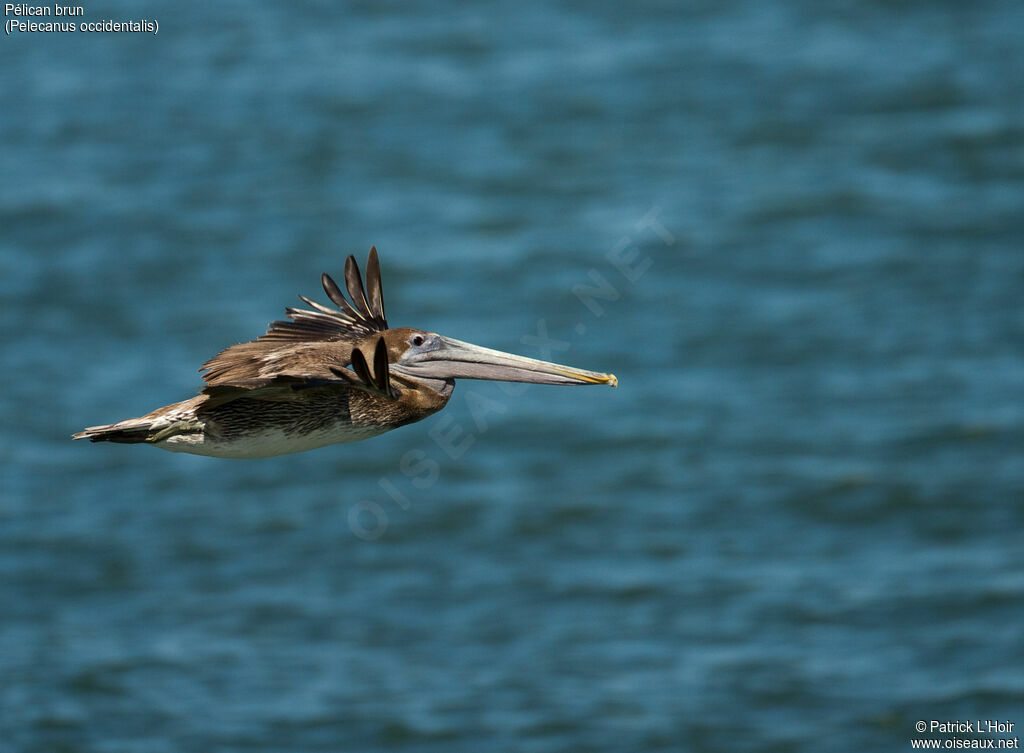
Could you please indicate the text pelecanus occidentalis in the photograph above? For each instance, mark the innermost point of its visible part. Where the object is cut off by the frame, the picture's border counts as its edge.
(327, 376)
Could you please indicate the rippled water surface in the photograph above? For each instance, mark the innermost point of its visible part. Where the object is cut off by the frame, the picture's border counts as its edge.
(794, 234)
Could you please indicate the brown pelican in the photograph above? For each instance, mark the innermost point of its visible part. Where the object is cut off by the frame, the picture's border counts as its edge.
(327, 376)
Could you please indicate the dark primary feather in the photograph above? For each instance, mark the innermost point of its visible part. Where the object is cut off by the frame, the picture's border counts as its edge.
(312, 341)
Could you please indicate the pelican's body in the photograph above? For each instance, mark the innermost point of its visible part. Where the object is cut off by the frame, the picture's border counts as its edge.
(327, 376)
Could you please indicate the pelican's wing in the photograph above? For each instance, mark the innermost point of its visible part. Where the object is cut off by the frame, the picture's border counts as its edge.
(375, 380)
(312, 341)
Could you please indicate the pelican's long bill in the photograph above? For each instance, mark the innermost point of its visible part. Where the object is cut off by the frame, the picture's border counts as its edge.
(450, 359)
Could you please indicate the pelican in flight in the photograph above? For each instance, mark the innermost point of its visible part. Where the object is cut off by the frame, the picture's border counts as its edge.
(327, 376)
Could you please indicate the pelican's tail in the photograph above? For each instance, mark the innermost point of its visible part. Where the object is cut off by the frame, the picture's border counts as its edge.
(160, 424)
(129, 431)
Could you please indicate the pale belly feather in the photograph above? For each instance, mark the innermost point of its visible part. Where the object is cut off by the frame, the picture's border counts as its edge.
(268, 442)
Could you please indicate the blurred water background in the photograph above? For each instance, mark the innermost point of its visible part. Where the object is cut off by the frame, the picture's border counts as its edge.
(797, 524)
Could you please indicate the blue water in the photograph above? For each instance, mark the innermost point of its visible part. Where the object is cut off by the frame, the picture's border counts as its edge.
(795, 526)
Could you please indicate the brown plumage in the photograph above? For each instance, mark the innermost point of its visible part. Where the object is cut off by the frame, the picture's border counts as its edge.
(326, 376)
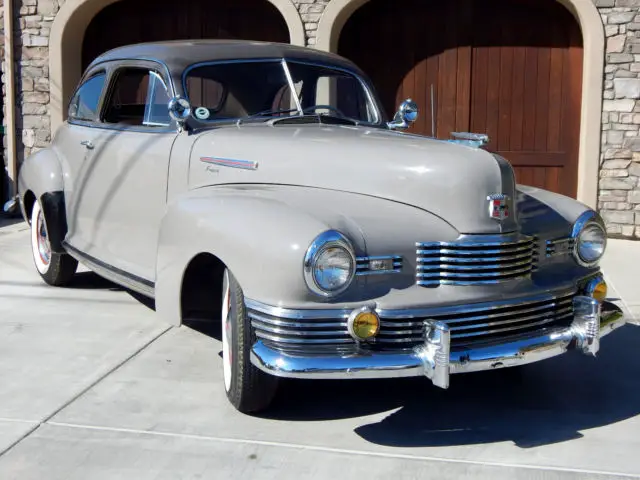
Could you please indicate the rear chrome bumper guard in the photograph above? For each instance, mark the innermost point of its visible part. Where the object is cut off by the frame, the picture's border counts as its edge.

--

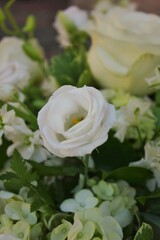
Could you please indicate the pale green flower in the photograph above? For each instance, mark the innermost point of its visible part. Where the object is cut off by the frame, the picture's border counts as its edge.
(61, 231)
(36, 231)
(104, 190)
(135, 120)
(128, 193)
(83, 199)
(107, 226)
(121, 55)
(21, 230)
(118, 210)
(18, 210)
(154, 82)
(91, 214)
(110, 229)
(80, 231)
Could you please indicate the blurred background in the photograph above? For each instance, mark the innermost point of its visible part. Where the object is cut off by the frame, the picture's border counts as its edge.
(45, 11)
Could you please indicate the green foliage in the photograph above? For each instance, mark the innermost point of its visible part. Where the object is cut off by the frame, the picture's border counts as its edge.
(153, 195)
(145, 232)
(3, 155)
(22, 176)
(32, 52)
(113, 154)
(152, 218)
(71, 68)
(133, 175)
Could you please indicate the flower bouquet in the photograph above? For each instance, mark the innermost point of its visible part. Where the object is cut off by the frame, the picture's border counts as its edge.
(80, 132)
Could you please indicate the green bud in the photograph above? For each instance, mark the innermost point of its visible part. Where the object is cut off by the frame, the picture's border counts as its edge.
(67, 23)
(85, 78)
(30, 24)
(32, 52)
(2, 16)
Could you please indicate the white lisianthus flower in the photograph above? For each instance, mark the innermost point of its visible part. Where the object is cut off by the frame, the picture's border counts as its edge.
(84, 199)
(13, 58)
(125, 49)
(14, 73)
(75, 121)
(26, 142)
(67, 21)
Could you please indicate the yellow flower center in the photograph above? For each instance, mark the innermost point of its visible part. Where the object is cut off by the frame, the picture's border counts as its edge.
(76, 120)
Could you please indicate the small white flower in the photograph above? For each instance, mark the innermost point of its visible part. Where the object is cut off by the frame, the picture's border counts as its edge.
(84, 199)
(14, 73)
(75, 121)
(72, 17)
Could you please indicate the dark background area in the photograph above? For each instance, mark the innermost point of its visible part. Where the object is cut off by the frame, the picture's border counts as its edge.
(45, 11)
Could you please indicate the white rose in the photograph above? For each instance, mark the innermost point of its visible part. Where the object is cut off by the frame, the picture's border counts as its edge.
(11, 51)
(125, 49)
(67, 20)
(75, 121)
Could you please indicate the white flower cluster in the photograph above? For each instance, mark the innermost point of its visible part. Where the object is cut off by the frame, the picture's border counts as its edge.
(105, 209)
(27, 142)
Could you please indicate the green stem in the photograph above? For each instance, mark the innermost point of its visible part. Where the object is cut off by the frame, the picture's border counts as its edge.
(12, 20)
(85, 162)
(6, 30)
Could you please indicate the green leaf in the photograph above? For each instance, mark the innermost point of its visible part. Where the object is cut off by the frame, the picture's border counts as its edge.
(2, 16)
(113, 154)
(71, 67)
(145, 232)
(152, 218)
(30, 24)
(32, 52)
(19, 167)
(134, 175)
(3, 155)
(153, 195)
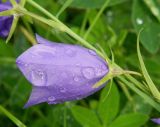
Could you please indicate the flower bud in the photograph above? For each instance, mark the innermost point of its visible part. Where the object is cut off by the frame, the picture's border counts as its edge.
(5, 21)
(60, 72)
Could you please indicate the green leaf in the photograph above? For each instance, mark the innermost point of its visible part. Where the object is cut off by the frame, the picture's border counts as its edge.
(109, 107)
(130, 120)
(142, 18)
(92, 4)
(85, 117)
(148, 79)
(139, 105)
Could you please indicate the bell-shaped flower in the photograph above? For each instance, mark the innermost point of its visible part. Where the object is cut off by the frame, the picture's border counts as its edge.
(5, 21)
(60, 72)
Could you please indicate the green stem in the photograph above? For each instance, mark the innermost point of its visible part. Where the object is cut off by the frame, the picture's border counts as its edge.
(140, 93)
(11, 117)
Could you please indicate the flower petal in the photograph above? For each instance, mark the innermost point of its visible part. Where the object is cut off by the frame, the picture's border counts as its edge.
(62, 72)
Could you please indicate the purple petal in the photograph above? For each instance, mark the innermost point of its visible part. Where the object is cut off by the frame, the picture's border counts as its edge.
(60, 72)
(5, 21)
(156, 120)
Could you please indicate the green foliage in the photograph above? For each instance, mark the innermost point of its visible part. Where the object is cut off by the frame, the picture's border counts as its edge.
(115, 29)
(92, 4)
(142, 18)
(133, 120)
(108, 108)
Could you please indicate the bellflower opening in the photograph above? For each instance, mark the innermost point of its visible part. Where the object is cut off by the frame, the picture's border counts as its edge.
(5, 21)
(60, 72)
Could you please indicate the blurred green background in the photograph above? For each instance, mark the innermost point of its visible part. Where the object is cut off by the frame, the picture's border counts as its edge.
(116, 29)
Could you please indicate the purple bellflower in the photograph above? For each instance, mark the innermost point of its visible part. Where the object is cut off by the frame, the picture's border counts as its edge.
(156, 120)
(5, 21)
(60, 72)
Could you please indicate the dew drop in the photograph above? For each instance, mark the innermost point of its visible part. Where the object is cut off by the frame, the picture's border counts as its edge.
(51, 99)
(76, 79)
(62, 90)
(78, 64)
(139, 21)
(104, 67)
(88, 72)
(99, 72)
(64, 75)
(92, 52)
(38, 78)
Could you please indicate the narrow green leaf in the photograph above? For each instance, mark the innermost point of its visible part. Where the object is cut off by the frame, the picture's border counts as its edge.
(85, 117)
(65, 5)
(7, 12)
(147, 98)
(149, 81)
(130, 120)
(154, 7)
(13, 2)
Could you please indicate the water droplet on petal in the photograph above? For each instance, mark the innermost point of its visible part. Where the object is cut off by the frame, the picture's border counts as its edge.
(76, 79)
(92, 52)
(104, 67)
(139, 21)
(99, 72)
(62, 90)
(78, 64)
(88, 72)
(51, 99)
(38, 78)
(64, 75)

...

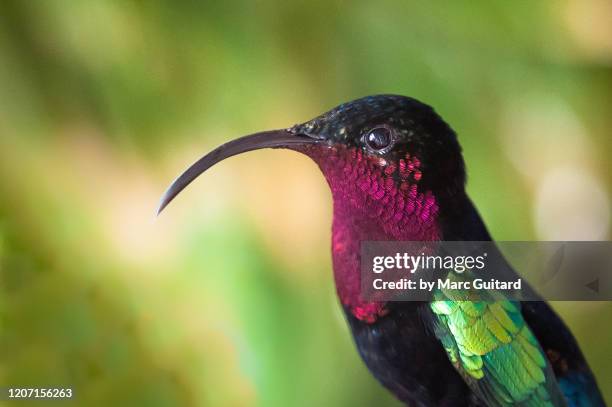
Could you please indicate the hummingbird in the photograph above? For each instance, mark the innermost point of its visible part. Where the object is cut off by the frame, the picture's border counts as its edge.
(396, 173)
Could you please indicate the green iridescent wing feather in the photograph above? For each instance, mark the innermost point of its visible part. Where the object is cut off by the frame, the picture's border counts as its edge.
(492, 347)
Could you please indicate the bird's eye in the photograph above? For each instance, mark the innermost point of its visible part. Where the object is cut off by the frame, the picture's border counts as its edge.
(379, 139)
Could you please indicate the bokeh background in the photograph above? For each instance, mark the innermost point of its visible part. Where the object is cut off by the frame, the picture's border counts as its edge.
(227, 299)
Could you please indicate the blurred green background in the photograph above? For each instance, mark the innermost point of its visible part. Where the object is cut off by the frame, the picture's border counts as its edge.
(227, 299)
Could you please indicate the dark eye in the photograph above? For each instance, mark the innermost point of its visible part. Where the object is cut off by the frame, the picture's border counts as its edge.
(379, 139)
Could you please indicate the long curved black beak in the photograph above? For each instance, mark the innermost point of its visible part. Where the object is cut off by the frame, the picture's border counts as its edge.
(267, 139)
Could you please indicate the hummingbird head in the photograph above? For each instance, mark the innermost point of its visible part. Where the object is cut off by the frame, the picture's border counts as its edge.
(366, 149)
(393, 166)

**Given instruction**:
Pull out every line in the material above that contains the word "area", matching case exactly.

**Response to the exercise**:
Could you please indicate the dark background area in the photograph above? For each instance, mark the innermost point of its visible part. Where the object is cut off by the frame, the picture's border counts as its edge.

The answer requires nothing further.